***** Recorded information

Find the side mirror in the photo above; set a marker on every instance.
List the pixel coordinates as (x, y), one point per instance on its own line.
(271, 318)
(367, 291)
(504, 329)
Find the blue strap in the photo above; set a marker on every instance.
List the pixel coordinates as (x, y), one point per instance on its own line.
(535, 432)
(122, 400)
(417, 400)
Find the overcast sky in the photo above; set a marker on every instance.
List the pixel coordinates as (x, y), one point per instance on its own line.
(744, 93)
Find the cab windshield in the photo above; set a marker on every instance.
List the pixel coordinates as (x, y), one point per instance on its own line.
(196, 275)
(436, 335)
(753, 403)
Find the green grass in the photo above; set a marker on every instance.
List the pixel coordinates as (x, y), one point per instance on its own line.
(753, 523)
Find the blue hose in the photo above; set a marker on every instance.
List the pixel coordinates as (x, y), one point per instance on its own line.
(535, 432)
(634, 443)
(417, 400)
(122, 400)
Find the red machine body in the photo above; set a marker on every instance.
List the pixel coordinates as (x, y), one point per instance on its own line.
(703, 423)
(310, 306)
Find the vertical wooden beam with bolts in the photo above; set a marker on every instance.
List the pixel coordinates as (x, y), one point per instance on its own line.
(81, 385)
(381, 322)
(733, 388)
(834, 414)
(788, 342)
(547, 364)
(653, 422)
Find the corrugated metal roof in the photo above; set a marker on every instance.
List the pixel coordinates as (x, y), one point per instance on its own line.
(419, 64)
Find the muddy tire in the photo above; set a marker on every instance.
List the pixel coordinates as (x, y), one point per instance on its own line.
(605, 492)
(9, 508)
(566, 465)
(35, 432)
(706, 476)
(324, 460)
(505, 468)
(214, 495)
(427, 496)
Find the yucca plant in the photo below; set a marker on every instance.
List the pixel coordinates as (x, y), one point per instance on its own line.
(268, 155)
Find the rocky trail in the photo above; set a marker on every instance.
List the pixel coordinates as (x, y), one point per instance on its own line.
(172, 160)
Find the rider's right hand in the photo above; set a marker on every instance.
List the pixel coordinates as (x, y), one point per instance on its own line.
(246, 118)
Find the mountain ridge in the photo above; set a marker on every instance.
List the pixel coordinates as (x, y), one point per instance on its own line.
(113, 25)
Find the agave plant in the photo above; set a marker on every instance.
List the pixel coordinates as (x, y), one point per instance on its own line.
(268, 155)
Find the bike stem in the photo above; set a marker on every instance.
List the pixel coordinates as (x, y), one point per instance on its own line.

**********

What needs to be done: Return each line above exactly.

Output:
Find the side mirror in the photo above; set a marker on every instance.
List the pixel coordinates as (x, y), one point per instance on its own line.
(271, 318)
(367, 291)
(504, 329)
Find the blue strap in the photo above; set a marker on every instance.
List the pixel coordinates as (x, y), one point per instance on its own line.
(535, 432)
(122, 400)
(417, 400)
Find the overcast sky in the photo above; set a marker on every instance.
List the pixel coordinates as (x, y), one point per instance on its own line.
(744, 93)
Find the cab windshield in the photo above; set a marker on every instance.
List the pixel coordinates as (x, y), one point per instance on its own line.
(196, 275)
(436, 335)
(753, 403)
Find the green grass in the photo above; set a marker on every instance.
List the pixel coordinates as (x, y), one point per instance on its own line.
(753, 523)
Find the blue hose in the photo above; set a marker on every instance.
List the pixel coordinates as (x, y), one point per instance on its own line.
(535, 432)
(634, 443)
(417, 400)
(122, 400)
Find the red machine body in the photo above; set a marker on every instance.
List the pixel coordinates as (x, y), one point per instance on its own line.
(703, 423)
(310, 306)
Find the vertical wooden beam with bolts in the photo above; set a marker on every instance.
List the pixel coordinates as (x, y), one point per instance on its own line.
(81, 385)
(381, 322)
(733, 388)
(834, 414)
(788, 342)
(547, 364)
(653, 422)
Find the corrugated metal roof in the photo above; set a marker on every instance.
List the pixel coordinates as (x, y), one point per instance on its own line.
(419, 64)
Find the muddy tire in the photo above; set a marker on every instance.
List the pixel coordinates as (x, y), one point per instance on its own line.
(605, 492)
(9, 508)
(566, 465)
(35, 432)
(706, 476)
(324, 460)
(505, 468)
(214, 495)
(427, 496)
Find the yucca plant in the photo below; set a marker on every instance.
List the pixel coordinates as (x, y), one point per instance on its own line.
(268, 155)
Find the rocky trail in the photo above; set a marker on every instance.
List the pixel coordinates as (x, y), one point per instance on its own line.
(172, 160)
Find the rider's right hand in the photo above; set a marker on every instance.
List the pixel coordinates as (x, y), one point per instance on its own line.
(246, 118)
Find the mountain ridge in the photo above; set a marker on every instance.
List the pixel coordinates as (x, y), one point per instance on its own line.
(113, 25)
Find the agave plant in the photo above; set a marker on every instance.
List the pixel coordinates as (x, y), one point per instance on its own line.
(268, 155)
Find the bike stem in the photo above; set a marker on every instance.
List the pixel coordinates as (x, y), one point per instance on its own line.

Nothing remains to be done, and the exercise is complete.